Entries contained in a dataset:
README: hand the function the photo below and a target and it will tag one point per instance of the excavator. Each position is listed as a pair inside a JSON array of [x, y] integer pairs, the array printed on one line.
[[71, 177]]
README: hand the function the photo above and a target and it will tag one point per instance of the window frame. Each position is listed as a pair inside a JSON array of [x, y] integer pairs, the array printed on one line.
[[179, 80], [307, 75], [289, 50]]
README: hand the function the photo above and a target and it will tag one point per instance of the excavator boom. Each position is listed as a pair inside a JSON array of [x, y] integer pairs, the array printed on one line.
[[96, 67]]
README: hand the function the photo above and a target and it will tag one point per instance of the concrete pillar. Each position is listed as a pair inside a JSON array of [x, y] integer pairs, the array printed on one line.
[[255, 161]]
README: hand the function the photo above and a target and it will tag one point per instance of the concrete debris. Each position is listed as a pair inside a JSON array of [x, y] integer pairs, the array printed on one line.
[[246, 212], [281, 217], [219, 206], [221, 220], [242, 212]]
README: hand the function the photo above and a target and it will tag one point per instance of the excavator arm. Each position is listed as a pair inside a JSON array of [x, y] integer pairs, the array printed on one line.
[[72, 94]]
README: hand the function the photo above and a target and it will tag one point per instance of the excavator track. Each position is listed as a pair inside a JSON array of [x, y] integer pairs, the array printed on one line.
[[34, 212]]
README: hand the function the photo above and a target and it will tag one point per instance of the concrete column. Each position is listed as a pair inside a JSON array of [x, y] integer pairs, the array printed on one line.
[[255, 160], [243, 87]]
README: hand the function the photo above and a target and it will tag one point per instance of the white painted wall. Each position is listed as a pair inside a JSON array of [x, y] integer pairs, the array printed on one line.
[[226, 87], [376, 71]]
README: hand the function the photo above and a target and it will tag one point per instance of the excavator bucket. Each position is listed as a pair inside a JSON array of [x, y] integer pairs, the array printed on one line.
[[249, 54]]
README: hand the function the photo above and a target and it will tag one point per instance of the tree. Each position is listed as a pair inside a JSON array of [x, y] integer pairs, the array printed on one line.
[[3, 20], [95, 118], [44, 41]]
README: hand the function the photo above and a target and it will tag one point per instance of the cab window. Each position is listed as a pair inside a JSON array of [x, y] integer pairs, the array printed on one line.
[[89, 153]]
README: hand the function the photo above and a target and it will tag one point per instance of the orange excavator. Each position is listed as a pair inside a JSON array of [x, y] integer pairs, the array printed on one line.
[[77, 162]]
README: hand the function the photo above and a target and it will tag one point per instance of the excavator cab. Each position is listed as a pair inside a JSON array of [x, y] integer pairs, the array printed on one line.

--

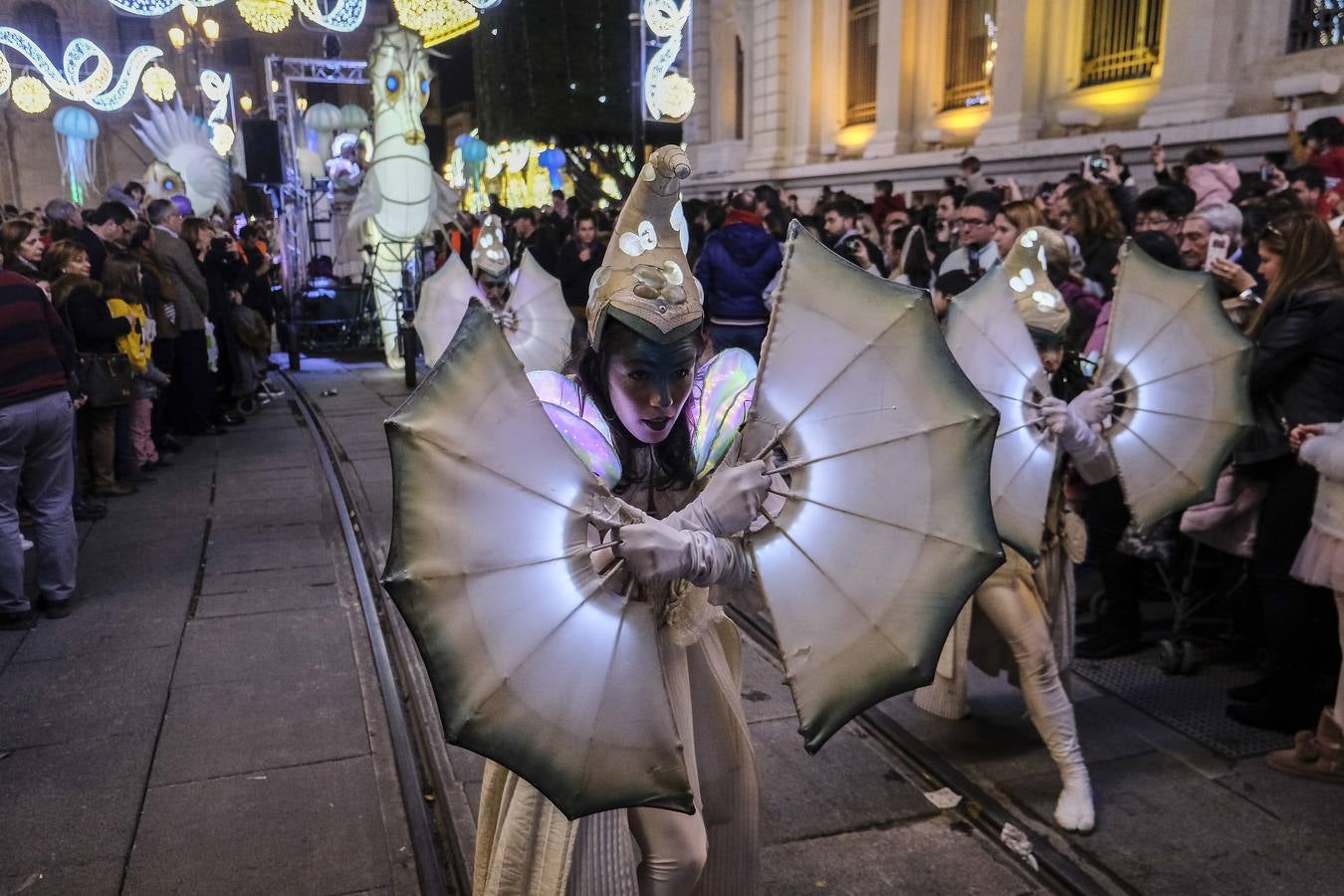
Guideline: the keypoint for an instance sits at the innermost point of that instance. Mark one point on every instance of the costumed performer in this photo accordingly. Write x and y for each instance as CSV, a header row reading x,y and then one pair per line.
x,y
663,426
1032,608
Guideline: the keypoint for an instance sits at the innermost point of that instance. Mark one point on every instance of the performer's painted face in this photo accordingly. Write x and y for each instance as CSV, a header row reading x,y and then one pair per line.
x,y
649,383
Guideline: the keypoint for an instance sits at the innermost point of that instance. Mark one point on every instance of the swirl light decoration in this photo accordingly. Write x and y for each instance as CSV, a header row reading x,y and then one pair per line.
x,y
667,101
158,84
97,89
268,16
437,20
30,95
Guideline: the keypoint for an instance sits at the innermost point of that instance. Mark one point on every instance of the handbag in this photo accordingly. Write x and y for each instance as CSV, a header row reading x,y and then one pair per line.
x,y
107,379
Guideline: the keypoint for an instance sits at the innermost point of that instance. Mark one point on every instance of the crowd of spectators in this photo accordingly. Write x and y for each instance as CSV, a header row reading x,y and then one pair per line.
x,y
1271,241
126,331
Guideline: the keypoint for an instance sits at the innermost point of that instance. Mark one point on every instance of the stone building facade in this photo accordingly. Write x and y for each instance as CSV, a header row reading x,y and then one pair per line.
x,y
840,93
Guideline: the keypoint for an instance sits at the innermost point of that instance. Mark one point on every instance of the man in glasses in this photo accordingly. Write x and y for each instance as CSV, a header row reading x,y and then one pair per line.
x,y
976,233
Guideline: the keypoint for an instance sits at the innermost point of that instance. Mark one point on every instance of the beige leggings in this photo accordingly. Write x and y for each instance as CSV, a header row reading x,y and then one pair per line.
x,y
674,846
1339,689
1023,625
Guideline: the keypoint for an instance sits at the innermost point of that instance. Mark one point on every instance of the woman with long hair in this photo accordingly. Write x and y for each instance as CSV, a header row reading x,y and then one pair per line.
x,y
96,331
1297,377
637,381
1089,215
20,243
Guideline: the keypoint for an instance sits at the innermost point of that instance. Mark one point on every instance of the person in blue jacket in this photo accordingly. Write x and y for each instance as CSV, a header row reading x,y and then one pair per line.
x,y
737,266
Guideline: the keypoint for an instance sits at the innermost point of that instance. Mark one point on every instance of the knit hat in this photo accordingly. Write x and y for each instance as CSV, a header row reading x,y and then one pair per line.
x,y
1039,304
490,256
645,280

## THE EXERCISE
Please recast as a numbered list, with blank lines left out, only the part of the entries above that opens with the line containing "the concrete column." and closes with the line containing "[[3, 20], [95, 118], [44, 41]]", both of those lines included.

## RESPONSE FOR THIS EXERCISE
1. README: hand the function the photo above and a target and it will tag one point per instance of the concrete column. Each position is listed as a pair inside a JSON array of [x, y] integer pairs, the array printed on one line.
2. [[255, 160], [243, 87]]
3. README: hand the function the photo above and a target and it will tag one point per instance of the white painted wall. Each position is listed as a pair inside a JSON array of [x, y] integer pairs, the array printed on one line.
4. [[226, 87], [376, 71]]
5. README: hand the function the photo above and a target and it will tag one point per instance of the excavator bucket. Each position is listed as a pair inside a JSON array of [x, y] integer pairs, the array printed on one line.
6. [[249, 54]]
7. README: hand the function the photo above and a target and it will tag one point per instance of the tree. Each position is listed as a pair inside a JSON array of [x, y] integer pairs, the array printed on one line.
8. [[3, 20], [95, 118], [44, 41]]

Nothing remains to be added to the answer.